Transcrivez intégralement et à l'identique le texte présenté ci-dessous.
----- Texte présenté
ARGUMENTATION ET ANALYSE

[23]            À titre de question préalable, M. Kim conteste l'admissibilité de l'affidavit de John R. Butt, un responsable de l'immigration, en invoquant pour motif qu'il renferme un argument juridique. À mon avis, l'affidavit expose l'historique des politiques, pratiques et programmes d'immigration depuis le début des années 1970 et leur état actuel. Les énoncés ne renferment pas d'argument juridique, mais seulement des énoncés au sujet de la loi à diverses époques, d'après l'interprétation de M. Butt. Je suis conscient que M. Butt est un responsable de l'immigration parmi de nombreux autres et qu'il fait part uniquement de son avis et de son interprétation des faits pertinents. Il aurait été préférable de remédier aux préoccupations du demandeur au moyen d'un contre-interrogatoire de l'auteur de l'affidavit (qui n'a pas eu lieu), au lieu de demander l'exclusion du document. L'affidavit est accepté tel que présenté.

1.          Compétence


[24]            Le demandeur prétend que, parce que le HCNUR a conféré la qualité de réfugié protégé à M. Kim, et parce que ce dernier a été accepté à titre de membre de la catégorie désignée d'Indochinois, l'agente d'ERAR aurait dû conclure que M. Kim est une personne visée au paragraphe 115(1) de la LIPR, qui interdit le renvoi d'un réfugié au sens de la Convention ou d'une personne protégée et que, par conséquent, l'agente d'ERAR n'était pas compétente pour examiner la demande.

[25]            D'après l'article 95 de la LIPR, les personnes protégées sont des personnes à qui on a conféré l'asile ou des personnes « en situation semblable » . D'après l'article 12, la sélection d' « une personne en situation semblable » s'effectue conformément à « la tradition humanitaire du Canada à l'égard des personnes déplacées ou persécutées » .
----------
----- Extraits de données
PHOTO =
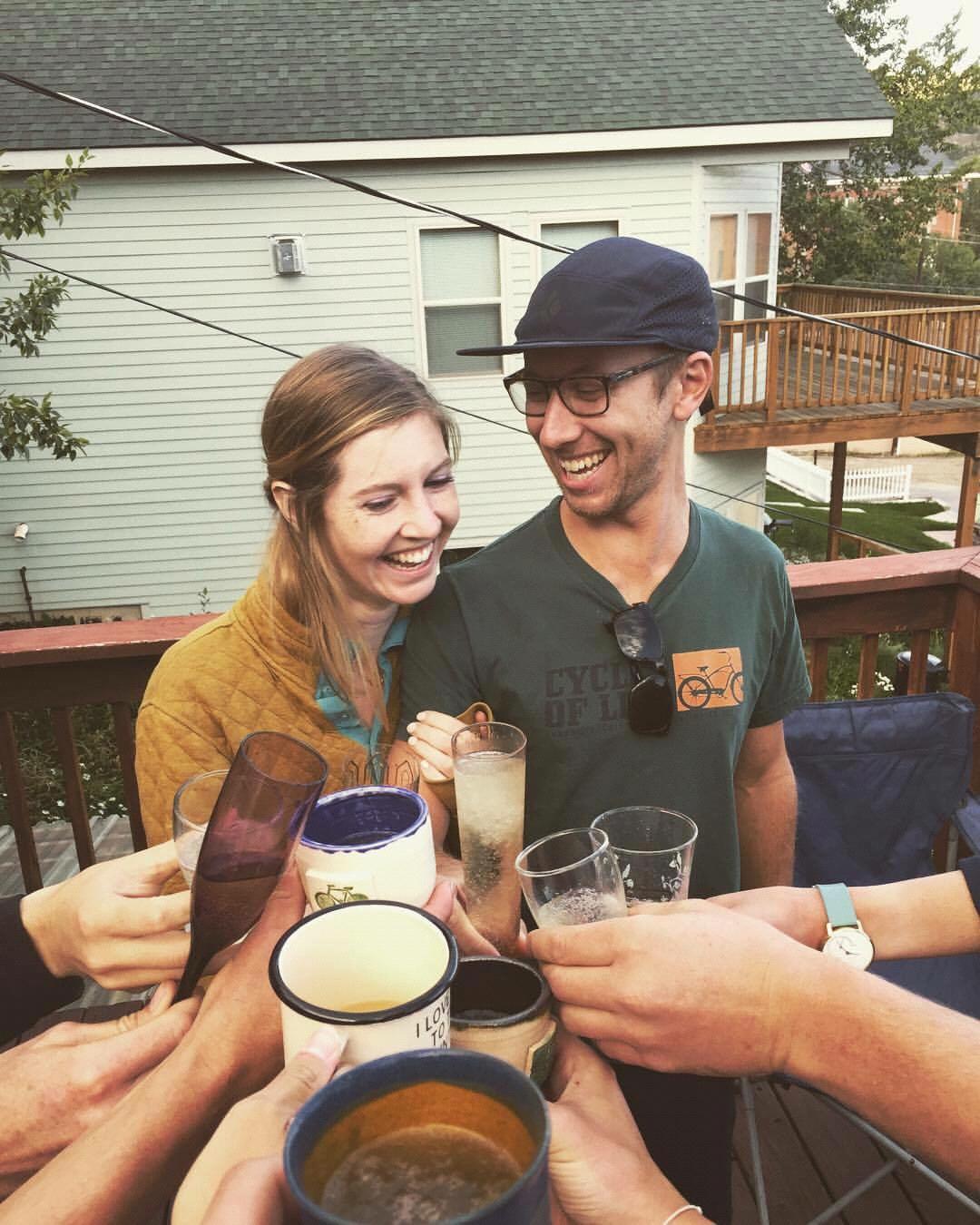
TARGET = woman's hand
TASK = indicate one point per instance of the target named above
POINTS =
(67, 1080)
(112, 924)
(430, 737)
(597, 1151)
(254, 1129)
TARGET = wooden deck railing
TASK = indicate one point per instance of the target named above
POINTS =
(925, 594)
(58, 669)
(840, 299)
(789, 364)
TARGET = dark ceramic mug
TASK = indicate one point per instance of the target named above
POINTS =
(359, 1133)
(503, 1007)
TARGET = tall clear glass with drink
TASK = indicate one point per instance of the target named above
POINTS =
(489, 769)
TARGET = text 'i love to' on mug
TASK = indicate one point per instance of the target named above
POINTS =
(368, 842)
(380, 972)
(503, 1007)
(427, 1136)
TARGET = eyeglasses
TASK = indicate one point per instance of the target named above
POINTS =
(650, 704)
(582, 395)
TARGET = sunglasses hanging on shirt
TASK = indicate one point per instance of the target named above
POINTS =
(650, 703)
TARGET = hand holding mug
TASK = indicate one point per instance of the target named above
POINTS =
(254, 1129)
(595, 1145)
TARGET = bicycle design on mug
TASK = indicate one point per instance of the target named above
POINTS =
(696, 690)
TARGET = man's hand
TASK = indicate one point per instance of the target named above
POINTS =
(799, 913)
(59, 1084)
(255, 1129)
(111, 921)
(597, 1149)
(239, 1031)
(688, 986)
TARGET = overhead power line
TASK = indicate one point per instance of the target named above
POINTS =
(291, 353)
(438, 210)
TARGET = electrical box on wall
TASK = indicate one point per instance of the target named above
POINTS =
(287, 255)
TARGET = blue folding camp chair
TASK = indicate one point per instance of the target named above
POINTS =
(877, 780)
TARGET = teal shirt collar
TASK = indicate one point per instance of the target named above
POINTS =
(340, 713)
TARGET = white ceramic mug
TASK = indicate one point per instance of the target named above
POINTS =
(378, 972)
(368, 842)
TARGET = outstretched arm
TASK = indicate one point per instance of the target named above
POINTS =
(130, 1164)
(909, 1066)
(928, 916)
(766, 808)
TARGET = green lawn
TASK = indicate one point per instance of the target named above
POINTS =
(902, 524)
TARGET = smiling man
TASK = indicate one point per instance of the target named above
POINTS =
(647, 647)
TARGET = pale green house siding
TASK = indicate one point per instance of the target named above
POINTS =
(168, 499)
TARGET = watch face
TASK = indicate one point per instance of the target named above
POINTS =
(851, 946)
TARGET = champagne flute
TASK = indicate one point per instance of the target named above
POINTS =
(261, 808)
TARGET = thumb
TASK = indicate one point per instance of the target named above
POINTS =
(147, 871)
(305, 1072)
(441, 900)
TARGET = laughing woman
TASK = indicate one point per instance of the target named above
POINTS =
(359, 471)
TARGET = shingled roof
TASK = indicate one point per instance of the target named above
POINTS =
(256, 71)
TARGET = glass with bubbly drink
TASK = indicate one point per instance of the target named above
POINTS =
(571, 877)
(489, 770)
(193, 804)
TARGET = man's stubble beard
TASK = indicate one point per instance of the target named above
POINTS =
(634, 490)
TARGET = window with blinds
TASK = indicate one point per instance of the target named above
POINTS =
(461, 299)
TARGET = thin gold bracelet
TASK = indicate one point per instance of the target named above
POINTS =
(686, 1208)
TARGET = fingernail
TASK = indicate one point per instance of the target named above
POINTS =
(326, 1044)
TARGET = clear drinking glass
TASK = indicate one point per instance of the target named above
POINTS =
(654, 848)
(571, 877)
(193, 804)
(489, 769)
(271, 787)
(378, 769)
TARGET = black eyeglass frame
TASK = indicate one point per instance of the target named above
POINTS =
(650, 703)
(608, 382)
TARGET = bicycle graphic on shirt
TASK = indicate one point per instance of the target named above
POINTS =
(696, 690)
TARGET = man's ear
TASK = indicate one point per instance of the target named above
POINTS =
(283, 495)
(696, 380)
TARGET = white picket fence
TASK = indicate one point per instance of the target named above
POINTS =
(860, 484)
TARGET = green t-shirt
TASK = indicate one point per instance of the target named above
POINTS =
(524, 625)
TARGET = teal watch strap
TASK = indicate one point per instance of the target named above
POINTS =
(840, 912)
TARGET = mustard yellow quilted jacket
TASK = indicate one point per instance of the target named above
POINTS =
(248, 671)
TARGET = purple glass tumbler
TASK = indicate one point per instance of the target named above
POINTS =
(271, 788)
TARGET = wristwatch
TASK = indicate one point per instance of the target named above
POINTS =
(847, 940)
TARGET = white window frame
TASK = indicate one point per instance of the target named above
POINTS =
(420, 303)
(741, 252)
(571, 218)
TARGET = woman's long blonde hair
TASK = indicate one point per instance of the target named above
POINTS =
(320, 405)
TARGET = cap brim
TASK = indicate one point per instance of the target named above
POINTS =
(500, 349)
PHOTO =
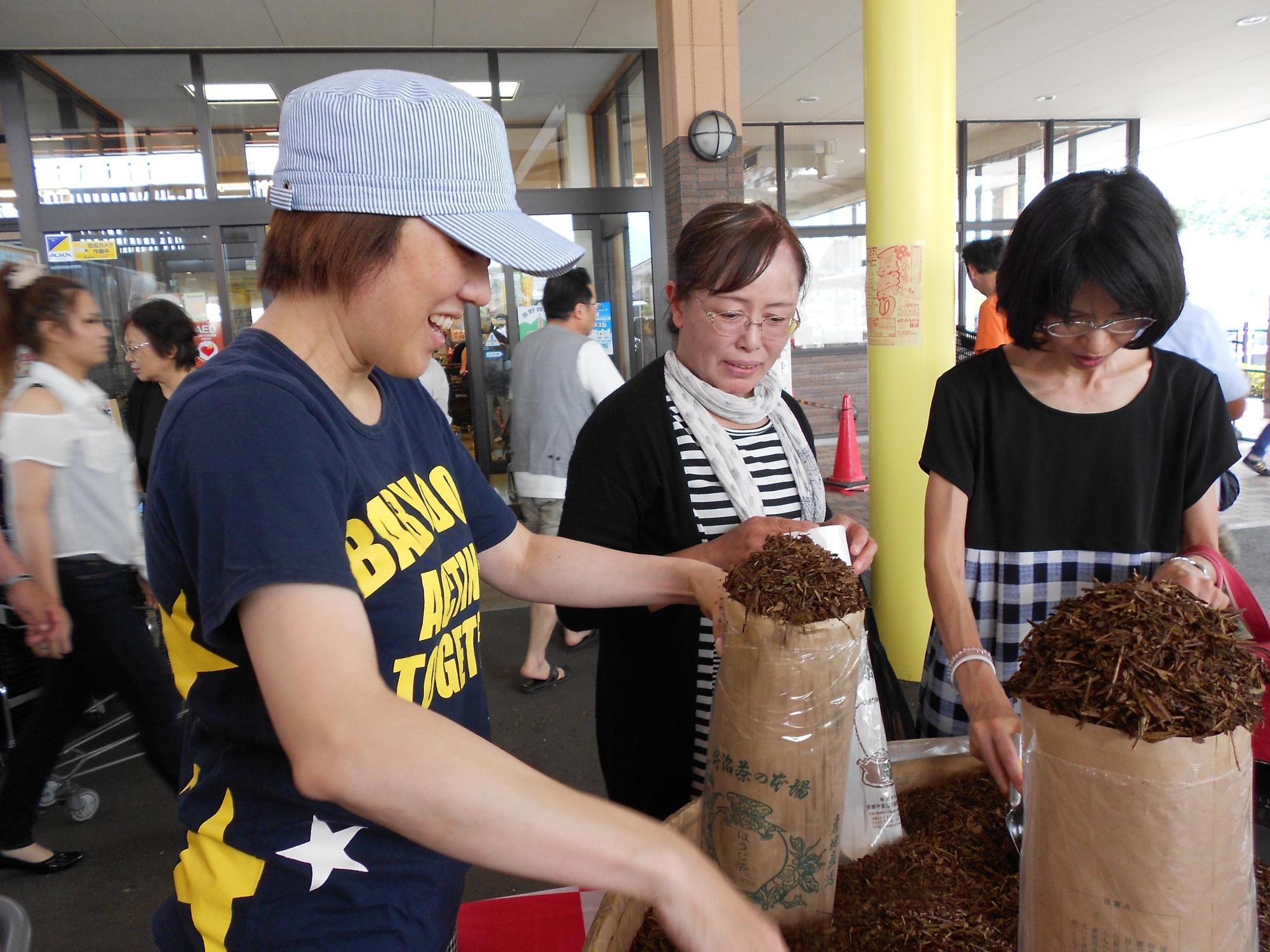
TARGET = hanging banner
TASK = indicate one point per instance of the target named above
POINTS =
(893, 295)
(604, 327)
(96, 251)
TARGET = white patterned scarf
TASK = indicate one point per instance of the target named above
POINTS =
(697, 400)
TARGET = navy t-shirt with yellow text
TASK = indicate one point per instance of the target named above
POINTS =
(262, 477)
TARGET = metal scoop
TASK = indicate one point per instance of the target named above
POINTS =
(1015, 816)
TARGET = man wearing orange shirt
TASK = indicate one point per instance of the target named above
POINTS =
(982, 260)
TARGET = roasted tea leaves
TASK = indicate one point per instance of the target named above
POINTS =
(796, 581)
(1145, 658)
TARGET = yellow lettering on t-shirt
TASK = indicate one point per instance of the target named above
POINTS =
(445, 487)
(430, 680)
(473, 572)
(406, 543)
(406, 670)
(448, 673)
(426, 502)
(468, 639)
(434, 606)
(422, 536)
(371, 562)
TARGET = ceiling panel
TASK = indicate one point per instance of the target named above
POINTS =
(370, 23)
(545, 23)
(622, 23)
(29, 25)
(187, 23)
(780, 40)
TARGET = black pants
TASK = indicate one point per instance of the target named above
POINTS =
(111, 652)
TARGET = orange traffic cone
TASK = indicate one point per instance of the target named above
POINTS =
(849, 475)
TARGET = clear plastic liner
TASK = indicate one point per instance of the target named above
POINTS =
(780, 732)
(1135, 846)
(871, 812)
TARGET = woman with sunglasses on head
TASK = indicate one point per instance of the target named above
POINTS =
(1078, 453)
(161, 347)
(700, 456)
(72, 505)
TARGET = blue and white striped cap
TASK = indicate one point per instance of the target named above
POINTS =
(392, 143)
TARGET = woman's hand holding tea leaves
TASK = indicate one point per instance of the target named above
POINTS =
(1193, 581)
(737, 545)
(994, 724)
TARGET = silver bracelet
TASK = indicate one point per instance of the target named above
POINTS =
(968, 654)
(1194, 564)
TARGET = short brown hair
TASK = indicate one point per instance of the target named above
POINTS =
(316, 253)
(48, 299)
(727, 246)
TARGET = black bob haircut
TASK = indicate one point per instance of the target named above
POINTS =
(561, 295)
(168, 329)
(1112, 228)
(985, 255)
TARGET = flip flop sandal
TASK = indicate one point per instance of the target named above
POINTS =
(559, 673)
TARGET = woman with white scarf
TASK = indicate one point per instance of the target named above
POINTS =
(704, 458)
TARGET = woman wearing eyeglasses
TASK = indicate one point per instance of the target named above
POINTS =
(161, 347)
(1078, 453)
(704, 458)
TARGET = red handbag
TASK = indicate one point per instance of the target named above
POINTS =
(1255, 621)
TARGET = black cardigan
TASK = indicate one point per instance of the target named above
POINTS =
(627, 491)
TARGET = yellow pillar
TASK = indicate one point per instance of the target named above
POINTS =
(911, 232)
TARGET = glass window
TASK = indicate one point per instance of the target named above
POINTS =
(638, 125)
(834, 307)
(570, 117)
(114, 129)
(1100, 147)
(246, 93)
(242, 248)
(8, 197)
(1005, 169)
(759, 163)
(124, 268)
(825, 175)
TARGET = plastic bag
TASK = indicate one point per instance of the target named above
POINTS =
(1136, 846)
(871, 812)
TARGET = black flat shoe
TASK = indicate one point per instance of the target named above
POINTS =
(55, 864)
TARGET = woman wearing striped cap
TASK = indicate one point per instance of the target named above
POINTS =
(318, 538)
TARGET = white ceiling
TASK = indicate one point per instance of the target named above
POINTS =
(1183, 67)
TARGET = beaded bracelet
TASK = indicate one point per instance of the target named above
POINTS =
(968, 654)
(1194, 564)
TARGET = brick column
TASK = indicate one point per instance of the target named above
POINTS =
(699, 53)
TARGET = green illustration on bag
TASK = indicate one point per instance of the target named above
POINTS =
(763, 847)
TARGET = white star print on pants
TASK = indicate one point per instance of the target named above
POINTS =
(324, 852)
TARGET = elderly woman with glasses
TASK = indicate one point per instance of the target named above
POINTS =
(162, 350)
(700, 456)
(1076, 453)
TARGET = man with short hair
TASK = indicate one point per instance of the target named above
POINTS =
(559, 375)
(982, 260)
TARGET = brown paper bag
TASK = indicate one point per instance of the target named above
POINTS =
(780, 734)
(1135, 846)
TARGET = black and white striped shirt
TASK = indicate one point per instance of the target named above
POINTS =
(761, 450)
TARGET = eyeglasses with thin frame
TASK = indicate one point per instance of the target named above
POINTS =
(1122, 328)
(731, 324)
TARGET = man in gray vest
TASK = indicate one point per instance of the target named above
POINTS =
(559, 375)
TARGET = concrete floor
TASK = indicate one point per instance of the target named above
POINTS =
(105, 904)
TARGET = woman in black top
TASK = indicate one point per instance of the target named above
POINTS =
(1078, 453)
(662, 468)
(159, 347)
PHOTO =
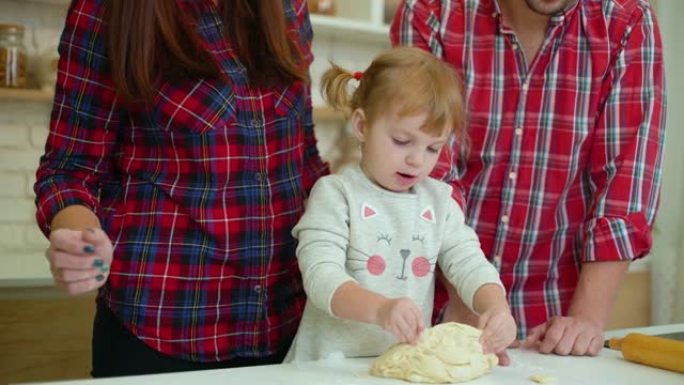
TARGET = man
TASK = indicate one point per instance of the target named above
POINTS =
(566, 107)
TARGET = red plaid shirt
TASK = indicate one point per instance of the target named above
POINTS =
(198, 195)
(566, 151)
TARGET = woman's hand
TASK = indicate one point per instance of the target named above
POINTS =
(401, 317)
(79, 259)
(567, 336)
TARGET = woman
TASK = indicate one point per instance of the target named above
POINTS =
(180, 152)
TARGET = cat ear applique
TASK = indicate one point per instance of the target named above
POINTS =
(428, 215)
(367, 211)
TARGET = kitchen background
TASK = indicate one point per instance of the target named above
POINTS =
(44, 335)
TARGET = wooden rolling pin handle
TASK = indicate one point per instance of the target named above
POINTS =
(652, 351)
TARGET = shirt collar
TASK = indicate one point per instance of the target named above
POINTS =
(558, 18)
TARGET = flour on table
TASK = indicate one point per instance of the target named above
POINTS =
----------
> **Réponse ci-dessous**
ARGUMENTATION ET ANALYSE

[23]            À titre de question préalable, M. Kim conteste l'admissibilité de l'affidavit de John R. Butt, un responsable de l'immigration, en invoquant pour motif qu'il renferme un argument juridique. À mon avis, l'affidavit expose l'historique des politiques, pratiques et programmes d'immigration depuis le début des années 1970 et leur état actuel. Les énoncés ne renferment pas d'argument juridique, mais seulement des énoncés au sujet de la loi à diverses époques, d'après l'interprétation de M. Butt. Je suis conscient que M. Butt est un responsable de l'immigration parmi de nombreux autres et qu'il fait part uniquement de son avis et de son interprétation des faits pertinents. Il aurait été préférable de remédier aux préoccupations du demandeur au moyen d'un contre-interrogatoire de l'auteur de l'affidavit (qui n'a pas eu lieu), au lieu de demander l'exclusion du document. L'affidavit est accepté tel que présenté.

1.          Compétence


[24]            Le demandeur prétend que, parce que le HCNUR a conféré la qualité de réfugié protégé à M. Kim, et parce que ce dernier a été accepté à titre de membre de la catégorie désignée d'Indochinois, l'agente d'ERAR aurait dû conclure que M. Kim est une personne visée au paragraphe 115(1) de la LIPR, qui interdit le renvoi d'un réfugié au sens de la Convention ou d'une personne protégée et que, par conséquent, l'agente d'ERAR n'était pas compétente pour examiner la demande.

[25]            D'après l'article 95 de la LIPR, les personnes protégées sont des personnes à qui on a conféré l'asile ou des personnes « en situation semblable » . D'après l'article 12, la sélection d' « une personne en situation semblable » s'effectue conformément à « la tradition humanitaire du Canada à l'égard des personnes déplacées ou persécutées » .